Riporta il brano sul commissario Ricciardi da "Volver: ritorno (e" a "trasferisce la famiglia.", estremi inclusi, e sostituisci "trasferisce" con "porta".

→ Brano fornito:
● ● ● ●
Volver: ritorno (e fine) per il Commissario Ricciardi
E così si conclude il Commissario Ricciardi. La guerra è iniziata, e il commissario che ha la visione dei morti ammazzati torna ad essere il barone Luigi Alfredo di Malomonte: nella sua terra, a Fortino, trasferisce la famiglia.
È il luglio del 1940, l’Italia è in linea con la Germania nazista nella lotta antisemita, e Ricciardi è preoccupato per la figlia Marta e per i suoceri, in pericolo per le origini ebraiche. Così, nel paesino del Cilento a un’ora di calesse da Sapri, torna alle origini, cerca una quiete che a Napoli non ha più. Invece lì, nei luoghi dell’infanzia, dove «tutto era iniziato e lui si era trovato bambino davanti al Fatto», alla capacità di vedere i morti nell’ultimo loro istante di vita, Ricciardi fa i conti con i suoi fantasmi. Torna, come scrive de Giovanni, «alla radice del suo dolore».
● ● ● ●
→ Voci elencate:
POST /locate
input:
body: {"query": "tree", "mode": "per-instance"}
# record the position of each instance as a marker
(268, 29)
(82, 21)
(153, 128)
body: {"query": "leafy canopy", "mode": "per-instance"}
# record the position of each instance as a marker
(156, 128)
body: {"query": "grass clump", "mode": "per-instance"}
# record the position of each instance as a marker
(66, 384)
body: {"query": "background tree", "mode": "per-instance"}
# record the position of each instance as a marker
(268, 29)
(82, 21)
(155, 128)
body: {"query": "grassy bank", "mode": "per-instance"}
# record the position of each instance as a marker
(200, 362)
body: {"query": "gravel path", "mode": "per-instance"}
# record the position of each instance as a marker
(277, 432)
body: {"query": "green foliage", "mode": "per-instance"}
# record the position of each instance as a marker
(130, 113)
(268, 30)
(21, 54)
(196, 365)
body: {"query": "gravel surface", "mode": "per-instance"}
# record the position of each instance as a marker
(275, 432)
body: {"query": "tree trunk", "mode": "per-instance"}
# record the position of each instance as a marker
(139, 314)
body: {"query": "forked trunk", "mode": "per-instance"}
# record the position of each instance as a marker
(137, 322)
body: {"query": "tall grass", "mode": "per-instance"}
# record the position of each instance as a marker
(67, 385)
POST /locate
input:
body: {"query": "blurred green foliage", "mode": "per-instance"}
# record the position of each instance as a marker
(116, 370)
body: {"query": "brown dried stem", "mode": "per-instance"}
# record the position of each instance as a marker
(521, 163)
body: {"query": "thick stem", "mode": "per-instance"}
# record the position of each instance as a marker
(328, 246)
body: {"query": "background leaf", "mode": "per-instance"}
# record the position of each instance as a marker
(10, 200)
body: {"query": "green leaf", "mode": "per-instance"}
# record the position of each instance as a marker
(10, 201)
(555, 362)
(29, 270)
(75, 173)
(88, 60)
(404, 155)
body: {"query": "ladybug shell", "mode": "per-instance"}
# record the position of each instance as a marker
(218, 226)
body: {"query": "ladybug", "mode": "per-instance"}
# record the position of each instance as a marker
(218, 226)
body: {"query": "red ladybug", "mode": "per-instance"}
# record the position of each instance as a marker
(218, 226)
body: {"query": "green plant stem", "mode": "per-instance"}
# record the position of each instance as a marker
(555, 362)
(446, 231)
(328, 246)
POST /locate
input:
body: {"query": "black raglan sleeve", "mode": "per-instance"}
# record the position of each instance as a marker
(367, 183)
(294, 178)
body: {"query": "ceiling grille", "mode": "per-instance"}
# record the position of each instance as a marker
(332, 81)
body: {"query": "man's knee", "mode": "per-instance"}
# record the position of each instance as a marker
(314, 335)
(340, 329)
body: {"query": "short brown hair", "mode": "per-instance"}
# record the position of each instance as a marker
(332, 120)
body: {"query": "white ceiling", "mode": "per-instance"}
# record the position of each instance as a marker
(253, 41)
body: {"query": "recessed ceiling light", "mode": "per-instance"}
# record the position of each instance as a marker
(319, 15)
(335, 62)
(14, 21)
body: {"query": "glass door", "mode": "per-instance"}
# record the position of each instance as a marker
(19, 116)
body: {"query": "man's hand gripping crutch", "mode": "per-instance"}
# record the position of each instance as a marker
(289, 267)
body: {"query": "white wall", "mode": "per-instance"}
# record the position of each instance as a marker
● ● ● ●
→ Soluzione:
Volver: ritorno (e fine) per il Commissario Ricciardi
E così si conclude il Commissario Ricciardi. La guerra è iniziata, e il commissario che ha la visione dei morti ammazzati torna ad essere il barone Luigi Alfredo di Malomonte: nella sua terra, a Fortino, porta la famiglia.